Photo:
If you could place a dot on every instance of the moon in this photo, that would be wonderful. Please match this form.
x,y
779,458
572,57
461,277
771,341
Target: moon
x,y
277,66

--

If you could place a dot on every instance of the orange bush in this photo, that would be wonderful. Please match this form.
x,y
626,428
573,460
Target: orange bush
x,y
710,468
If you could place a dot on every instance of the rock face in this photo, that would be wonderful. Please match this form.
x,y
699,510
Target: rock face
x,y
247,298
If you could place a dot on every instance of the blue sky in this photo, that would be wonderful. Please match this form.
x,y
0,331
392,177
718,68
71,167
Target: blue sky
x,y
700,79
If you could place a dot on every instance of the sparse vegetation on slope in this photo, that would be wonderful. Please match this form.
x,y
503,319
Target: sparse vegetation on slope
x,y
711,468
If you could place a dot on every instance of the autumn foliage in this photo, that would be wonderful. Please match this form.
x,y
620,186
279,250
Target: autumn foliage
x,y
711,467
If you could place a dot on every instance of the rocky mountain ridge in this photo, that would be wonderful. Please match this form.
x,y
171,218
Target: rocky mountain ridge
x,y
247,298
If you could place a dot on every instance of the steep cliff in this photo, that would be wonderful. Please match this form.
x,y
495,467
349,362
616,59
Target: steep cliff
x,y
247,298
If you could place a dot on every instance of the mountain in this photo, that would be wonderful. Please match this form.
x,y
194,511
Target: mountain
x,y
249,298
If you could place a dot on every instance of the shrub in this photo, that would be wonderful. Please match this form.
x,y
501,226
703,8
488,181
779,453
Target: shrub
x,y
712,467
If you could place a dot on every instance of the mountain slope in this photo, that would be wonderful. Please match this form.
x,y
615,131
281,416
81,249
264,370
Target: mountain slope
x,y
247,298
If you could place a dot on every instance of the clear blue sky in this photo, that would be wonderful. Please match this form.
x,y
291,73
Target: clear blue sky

### Work to do:
Pull out every line of the data above that contains the word "orange", and copy each one without changes.

### Final answer:
If you could place a dot on every instance of the orange bush in this photo, that would be wonderful. Please match this form.
Target: orange bush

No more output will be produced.